Task to carry out:
Arrange the records from the line with "shape point(1126, 470)" to the line with "point(138, 55)", both included, as a numbered list, skipping blank lines and leaving out the pictures.

··· Input data

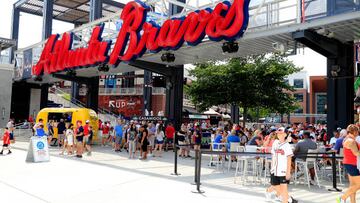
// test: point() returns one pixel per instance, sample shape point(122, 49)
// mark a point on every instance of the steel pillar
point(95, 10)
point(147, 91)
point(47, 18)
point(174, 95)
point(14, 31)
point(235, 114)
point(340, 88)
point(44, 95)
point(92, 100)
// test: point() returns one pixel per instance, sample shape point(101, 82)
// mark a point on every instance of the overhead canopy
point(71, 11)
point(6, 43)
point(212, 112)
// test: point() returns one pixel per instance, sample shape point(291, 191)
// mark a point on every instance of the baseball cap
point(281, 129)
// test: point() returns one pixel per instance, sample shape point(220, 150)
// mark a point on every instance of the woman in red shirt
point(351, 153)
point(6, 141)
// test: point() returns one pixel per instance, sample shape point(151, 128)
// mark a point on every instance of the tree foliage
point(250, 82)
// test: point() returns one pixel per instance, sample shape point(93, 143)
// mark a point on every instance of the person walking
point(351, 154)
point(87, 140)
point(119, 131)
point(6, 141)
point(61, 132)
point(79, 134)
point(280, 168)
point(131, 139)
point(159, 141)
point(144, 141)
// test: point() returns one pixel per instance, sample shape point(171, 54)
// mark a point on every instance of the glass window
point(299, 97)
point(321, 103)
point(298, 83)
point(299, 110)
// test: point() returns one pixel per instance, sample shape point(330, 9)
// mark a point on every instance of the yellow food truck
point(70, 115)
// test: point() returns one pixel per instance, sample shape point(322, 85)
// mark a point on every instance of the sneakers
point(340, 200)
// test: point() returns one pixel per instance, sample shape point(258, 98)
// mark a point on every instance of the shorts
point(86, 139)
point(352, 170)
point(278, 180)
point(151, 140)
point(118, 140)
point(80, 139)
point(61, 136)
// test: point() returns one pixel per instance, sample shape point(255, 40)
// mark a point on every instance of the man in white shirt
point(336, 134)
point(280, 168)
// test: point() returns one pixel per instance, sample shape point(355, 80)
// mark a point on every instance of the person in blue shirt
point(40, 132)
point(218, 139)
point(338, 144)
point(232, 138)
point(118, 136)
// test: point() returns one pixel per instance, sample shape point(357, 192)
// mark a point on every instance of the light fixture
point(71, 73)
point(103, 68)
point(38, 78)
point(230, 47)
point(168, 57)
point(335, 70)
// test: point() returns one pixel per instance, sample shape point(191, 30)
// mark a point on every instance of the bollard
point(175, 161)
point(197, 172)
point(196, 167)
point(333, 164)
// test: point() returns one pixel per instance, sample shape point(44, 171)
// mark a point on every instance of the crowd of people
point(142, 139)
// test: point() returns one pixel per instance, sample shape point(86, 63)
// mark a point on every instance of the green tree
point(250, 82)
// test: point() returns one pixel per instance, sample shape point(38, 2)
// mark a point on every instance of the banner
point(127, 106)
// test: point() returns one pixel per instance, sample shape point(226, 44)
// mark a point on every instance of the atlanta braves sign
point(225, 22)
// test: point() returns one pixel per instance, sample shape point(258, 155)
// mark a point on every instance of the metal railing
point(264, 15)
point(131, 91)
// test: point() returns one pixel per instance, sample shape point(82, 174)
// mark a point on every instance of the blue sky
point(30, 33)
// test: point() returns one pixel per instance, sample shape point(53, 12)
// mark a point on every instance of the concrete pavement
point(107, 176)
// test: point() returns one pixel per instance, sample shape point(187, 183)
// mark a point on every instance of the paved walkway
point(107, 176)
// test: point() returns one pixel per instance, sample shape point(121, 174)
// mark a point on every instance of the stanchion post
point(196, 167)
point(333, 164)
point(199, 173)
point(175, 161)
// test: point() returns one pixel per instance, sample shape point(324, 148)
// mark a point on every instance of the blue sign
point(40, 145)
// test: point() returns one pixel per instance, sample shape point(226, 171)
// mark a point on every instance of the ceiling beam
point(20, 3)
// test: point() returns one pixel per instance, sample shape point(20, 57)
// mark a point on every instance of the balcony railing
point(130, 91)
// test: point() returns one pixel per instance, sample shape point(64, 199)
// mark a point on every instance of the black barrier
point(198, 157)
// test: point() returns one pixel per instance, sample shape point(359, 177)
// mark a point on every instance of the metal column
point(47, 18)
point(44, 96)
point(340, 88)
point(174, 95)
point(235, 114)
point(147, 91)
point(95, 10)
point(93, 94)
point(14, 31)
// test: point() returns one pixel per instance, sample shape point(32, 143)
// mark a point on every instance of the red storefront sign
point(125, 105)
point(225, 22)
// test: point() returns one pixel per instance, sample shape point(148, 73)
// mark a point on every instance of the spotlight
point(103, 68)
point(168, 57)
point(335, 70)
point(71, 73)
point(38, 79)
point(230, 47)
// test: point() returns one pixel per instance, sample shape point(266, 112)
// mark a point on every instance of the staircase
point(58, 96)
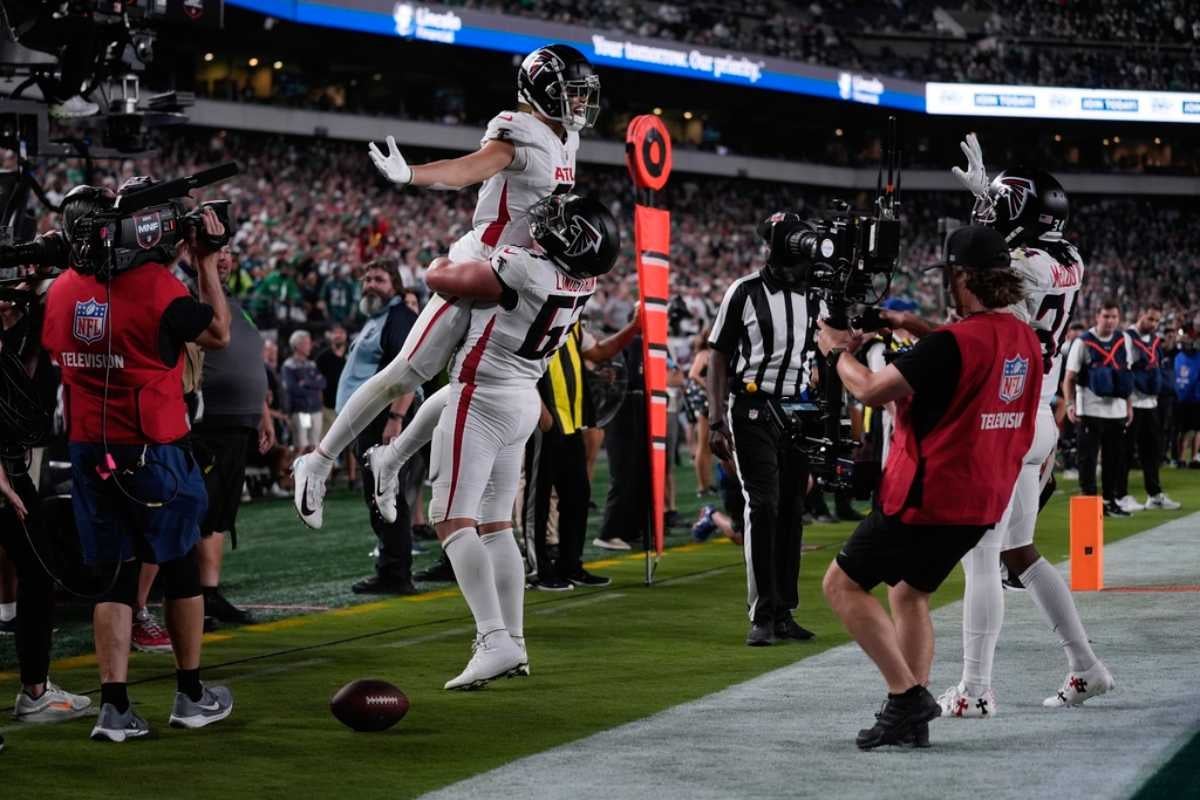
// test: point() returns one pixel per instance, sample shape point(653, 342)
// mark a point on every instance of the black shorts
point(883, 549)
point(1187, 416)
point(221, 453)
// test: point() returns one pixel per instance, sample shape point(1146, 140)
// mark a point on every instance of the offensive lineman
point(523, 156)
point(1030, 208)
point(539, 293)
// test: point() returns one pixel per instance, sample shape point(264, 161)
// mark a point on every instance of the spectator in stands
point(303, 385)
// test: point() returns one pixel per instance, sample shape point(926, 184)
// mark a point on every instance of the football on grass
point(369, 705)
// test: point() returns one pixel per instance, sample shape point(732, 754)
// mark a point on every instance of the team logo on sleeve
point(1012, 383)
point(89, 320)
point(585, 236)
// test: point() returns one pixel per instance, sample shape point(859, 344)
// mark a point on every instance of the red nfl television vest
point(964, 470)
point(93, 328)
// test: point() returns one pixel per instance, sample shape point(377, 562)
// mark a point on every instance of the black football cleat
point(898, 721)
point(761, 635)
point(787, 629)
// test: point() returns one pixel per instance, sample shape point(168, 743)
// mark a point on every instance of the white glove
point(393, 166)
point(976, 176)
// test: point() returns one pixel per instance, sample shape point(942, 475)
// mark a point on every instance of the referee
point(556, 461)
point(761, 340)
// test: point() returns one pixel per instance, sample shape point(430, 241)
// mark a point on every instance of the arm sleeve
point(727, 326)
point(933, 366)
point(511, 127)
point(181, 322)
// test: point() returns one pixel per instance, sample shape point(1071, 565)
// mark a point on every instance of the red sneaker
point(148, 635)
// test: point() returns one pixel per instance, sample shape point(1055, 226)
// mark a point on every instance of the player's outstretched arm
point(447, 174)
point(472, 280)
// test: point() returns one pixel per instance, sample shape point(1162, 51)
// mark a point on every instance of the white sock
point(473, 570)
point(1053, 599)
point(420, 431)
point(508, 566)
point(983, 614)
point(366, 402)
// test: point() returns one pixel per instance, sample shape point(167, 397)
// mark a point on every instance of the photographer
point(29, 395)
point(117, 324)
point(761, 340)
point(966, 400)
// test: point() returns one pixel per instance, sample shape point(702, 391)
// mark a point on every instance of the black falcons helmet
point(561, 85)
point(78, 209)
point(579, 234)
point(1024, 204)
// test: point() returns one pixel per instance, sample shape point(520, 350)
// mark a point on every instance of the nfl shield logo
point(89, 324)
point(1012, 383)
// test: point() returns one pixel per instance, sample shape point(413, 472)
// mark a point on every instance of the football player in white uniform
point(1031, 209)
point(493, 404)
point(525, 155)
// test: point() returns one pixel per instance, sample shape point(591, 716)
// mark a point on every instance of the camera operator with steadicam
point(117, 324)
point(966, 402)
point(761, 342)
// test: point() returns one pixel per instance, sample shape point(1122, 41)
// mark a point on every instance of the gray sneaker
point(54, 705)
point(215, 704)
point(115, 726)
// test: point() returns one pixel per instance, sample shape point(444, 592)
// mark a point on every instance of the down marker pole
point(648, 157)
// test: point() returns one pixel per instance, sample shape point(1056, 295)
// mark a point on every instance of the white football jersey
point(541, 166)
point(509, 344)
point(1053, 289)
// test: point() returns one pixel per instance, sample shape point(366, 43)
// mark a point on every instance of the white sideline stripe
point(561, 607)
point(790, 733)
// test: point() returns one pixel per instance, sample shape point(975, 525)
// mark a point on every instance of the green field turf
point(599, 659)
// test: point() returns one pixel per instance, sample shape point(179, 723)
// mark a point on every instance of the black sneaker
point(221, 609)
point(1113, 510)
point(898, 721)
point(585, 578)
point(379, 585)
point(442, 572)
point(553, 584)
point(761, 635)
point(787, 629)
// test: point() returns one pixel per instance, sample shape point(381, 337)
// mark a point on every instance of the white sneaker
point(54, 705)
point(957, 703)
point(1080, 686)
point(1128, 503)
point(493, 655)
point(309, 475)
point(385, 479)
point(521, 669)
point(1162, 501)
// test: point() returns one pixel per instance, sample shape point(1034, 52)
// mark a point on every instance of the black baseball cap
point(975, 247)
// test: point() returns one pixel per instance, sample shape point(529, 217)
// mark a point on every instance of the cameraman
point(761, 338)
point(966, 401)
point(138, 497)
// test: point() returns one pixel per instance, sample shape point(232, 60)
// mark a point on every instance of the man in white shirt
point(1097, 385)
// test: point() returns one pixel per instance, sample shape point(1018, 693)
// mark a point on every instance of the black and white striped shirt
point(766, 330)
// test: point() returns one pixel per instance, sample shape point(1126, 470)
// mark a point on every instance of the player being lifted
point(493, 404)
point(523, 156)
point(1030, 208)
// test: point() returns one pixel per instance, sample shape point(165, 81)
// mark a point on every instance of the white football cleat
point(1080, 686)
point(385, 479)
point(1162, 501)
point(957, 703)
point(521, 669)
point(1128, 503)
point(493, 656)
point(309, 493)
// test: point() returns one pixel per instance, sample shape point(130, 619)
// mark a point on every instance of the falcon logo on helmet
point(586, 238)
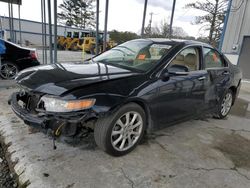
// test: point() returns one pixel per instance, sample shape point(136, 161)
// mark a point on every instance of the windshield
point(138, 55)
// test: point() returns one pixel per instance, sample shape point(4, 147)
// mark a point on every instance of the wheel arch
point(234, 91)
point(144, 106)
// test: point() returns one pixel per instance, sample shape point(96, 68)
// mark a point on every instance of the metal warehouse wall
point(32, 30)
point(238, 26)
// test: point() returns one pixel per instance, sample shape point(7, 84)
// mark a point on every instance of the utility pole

······

Exercise answer:
1. // test: point() returns one pixel per instance, sample shape point(1126, 470)
2. // mark a point on every instance of the player being lifted
3. point(493, 404)
4. point(523, 156)
5. point(1030, 208)
6. // test: point() returns one pixel per instance, sample shape point(165, 81)
7. // mark a point on every instance of the white football cleat
8. point(1080, 686)
9. point(385, 479)
10. point(1162, 501)
11. point(957, 703)
12. point(521, 669)
13. point(1128, 503)
14. point(493, 656)
15. point(309, 493)
16. // test: point() returns one pixel per instance, sample shape point(130, 619)
17. // mark a point on every instance of the falcon logo on helmet
18. point(586, 238)
19. // test: point() returns one pixel per instance, sample shape point(136, 161)
20. // mark a point on every instance of the windshield
21. point(138, 55)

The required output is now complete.